REQUIRED WORK: Give the records from the line with "child in frame</item>?" to the line with "[[[50,616],[90,616],[93,561],[54,561]]]" as a two-column CSV with the columns text and output, one row for each item asked for. Put its wording and its answer each in one quoted field, with line breaks turned into spaces.

[Dataset items]
::::::

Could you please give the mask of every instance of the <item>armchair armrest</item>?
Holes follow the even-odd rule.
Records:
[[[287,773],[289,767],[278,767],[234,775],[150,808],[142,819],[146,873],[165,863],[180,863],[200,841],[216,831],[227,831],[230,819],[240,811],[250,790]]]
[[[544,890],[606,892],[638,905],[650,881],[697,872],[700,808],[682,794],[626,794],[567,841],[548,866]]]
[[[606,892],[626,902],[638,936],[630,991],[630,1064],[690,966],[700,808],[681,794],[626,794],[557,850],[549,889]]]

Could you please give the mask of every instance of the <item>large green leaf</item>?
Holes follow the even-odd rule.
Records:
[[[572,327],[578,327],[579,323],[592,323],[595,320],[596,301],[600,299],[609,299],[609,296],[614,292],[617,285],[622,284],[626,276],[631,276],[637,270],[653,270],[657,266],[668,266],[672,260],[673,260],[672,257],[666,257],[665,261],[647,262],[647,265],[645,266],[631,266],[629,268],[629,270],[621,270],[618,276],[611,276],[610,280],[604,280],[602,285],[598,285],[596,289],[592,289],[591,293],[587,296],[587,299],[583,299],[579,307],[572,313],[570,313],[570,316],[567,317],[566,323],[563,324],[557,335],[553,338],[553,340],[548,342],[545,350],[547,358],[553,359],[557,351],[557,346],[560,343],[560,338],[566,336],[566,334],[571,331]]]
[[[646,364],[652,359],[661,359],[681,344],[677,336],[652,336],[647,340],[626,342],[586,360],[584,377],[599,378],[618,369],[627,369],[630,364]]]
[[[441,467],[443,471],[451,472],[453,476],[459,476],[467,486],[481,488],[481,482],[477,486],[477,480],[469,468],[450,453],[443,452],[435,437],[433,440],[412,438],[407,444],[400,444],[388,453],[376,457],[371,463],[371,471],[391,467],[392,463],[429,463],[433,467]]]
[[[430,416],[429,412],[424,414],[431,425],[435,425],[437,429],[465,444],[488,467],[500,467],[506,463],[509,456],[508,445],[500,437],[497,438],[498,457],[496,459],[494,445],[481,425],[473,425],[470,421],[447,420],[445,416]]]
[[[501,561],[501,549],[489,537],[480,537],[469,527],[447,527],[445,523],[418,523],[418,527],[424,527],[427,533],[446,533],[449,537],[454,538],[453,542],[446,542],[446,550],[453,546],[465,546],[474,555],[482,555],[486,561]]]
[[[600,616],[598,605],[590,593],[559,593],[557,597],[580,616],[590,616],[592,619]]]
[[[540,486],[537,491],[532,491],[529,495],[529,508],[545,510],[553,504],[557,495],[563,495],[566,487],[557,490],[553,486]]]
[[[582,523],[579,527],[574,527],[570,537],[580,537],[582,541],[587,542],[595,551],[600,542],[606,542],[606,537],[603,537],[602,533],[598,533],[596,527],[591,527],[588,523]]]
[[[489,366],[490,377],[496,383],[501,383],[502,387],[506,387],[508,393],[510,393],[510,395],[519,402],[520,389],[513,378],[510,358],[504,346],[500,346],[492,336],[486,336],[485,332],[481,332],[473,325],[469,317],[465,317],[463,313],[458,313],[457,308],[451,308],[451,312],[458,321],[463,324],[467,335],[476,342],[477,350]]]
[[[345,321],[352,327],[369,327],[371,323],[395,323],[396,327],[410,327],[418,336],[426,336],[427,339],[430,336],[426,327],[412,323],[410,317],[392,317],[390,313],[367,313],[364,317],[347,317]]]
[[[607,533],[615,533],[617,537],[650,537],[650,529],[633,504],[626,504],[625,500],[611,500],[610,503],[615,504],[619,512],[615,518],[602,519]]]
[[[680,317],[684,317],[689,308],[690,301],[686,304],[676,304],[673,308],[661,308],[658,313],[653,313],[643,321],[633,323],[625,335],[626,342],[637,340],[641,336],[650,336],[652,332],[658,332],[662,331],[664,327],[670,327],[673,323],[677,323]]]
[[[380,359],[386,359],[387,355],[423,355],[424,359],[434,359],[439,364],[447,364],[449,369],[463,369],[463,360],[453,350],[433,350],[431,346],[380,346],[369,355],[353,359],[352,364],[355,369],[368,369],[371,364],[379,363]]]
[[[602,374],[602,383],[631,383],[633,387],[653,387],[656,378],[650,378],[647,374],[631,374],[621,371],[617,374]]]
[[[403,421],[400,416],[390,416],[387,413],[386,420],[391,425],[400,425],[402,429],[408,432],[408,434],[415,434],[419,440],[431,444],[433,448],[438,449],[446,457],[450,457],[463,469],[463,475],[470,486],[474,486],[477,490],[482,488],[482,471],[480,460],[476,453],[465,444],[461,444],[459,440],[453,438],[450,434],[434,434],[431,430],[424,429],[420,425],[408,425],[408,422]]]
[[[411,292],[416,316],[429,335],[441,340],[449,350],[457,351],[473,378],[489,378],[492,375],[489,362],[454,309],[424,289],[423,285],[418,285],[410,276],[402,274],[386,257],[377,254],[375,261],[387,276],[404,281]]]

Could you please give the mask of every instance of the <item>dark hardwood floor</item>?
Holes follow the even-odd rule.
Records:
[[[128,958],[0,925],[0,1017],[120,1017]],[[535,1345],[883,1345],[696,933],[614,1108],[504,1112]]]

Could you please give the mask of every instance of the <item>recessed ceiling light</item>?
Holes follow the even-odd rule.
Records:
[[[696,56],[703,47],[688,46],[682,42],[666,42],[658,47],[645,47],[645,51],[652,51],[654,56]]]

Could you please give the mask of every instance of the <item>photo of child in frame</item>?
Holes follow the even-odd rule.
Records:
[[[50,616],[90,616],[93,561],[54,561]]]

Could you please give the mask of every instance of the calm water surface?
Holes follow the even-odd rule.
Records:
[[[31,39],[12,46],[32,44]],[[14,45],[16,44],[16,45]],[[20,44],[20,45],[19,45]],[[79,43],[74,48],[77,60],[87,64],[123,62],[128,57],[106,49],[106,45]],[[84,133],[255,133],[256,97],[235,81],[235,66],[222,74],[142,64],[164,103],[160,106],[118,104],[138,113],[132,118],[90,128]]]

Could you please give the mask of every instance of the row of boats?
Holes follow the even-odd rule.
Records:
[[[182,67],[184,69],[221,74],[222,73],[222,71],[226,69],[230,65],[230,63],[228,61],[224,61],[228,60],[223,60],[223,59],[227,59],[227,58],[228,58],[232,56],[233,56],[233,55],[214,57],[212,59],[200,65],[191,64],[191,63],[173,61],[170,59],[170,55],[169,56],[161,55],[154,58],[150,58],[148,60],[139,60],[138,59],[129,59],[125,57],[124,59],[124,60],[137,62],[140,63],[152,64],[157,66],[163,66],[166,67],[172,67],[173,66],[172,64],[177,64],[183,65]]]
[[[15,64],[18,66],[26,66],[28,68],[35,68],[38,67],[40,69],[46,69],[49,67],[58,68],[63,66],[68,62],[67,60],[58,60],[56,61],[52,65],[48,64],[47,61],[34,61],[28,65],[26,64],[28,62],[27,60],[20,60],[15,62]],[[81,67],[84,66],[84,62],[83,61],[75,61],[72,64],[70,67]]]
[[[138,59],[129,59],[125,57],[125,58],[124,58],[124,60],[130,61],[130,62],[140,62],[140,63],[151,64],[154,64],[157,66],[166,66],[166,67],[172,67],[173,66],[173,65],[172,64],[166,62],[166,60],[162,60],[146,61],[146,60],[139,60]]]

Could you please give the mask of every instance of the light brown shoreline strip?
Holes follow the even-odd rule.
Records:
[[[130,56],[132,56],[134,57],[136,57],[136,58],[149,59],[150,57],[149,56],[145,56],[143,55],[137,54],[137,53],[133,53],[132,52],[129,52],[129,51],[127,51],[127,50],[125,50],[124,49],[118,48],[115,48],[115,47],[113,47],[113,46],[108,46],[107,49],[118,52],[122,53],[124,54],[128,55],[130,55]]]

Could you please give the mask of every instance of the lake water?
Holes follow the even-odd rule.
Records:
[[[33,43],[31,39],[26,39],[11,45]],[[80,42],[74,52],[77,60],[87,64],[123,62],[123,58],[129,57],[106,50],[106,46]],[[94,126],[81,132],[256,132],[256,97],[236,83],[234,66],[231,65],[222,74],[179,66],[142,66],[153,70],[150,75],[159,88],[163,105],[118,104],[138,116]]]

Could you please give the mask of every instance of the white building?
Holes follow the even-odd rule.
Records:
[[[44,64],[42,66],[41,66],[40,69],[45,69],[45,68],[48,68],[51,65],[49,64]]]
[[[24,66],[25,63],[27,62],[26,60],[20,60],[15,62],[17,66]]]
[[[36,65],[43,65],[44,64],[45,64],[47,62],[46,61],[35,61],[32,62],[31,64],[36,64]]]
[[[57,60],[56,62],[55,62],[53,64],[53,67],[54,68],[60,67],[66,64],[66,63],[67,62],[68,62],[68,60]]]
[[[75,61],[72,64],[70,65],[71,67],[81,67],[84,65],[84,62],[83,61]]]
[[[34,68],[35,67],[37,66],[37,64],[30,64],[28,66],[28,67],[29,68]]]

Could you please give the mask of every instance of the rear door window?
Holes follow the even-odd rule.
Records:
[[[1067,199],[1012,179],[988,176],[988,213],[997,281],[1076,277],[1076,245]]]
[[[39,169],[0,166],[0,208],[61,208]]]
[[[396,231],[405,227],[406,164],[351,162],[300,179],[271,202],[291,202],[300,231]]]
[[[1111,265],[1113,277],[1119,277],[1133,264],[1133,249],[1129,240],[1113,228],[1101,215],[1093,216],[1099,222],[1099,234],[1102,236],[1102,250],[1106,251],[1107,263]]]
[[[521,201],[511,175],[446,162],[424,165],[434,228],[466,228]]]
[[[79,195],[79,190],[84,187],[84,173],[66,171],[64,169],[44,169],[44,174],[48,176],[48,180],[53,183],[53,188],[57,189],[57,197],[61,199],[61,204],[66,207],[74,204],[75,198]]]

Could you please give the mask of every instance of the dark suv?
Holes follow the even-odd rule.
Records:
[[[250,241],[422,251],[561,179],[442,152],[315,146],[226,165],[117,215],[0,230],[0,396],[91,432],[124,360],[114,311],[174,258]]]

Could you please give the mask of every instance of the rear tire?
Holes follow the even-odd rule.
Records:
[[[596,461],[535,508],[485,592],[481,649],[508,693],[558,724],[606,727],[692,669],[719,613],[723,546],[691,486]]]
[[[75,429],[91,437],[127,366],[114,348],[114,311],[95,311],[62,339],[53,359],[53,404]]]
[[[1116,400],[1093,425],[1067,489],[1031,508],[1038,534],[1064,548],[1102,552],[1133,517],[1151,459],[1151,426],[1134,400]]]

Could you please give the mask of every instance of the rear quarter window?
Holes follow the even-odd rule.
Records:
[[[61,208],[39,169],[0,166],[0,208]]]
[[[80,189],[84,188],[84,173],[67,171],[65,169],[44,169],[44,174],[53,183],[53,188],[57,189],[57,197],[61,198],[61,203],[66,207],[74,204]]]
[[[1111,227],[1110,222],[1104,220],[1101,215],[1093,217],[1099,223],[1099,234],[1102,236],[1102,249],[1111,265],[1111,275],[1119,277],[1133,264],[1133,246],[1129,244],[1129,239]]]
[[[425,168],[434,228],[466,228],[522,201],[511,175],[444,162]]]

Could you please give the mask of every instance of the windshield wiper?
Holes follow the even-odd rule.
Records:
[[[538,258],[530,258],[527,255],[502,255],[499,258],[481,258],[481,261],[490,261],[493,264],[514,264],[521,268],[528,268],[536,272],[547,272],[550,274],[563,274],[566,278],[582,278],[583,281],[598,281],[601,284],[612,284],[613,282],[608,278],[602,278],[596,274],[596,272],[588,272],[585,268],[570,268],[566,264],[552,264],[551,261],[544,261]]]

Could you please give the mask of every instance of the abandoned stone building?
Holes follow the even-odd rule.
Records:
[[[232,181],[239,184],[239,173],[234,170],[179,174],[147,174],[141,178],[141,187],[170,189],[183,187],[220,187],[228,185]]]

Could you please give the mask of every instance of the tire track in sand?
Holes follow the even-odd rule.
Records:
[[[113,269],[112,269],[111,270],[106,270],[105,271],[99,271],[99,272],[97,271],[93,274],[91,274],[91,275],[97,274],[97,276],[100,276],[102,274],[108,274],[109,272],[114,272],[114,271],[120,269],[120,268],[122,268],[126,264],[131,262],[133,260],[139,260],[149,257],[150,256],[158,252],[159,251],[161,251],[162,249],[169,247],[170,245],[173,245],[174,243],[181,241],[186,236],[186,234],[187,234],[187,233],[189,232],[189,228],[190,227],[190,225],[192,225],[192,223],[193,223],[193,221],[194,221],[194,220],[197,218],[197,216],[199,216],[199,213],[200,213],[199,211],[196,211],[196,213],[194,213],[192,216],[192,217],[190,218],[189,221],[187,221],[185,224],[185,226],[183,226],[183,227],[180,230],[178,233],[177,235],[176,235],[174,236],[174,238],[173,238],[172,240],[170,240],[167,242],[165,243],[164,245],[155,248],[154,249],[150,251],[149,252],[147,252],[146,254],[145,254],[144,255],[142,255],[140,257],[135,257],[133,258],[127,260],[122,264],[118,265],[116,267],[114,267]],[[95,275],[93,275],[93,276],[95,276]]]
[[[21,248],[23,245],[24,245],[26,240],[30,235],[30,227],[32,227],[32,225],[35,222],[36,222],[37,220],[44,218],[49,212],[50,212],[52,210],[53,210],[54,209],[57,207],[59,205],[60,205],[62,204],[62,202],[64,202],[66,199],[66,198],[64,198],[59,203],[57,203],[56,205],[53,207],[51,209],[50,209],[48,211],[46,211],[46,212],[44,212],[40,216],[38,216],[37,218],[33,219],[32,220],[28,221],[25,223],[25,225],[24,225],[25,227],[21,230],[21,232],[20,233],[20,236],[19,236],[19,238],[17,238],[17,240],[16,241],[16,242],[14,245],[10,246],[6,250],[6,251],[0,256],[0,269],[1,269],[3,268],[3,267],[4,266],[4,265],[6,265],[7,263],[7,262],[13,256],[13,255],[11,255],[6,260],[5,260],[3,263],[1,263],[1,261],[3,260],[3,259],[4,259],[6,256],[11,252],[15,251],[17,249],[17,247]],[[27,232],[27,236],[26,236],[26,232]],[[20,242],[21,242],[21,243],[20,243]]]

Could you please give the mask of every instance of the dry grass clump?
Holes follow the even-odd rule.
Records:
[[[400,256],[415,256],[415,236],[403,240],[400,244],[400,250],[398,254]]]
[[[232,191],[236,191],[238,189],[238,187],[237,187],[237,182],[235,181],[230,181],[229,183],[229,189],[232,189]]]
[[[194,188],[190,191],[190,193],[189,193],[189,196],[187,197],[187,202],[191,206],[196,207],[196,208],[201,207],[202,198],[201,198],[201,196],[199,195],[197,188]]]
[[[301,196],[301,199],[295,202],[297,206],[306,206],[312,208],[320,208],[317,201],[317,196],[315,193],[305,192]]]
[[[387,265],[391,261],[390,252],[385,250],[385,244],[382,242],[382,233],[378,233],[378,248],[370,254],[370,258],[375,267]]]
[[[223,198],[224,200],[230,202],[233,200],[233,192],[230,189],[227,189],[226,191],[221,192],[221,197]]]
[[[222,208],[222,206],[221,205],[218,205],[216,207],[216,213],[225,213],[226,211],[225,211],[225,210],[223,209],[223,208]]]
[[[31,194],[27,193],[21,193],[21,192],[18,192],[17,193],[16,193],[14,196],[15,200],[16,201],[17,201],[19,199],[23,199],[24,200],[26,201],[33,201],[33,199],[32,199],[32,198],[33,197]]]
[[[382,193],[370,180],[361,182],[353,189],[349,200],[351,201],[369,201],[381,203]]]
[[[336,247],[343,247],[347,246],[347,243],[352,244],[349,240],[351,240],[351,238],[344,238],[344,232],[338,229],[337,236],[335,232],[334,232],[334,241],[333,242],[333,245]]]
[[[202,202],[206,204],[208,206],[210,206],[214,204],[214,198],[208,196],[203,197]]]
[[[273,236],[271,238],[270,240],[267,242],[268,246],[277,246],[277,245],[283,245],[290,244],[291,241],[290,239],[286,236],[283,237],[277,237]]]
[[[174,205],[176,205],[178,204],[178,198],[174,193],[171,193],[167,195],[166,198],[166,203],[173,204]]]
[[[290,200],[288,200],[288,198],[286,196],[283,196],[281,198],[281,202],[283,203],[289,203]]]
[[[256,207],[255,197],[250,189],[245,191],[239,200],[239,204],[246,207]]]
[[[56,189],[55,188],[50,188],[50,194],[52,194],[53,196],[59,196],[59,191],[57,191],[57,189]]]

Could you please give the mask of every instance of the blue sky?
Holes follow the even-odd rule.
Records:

::::::

FINISHED ANSWER:
text,output
"Could you please give the mask of every instance of the <item>photo of child in frame</item>? Holes follow the even-odd rule. Records:","[[[50,616],[90,616],[93,561],[54,561]]]"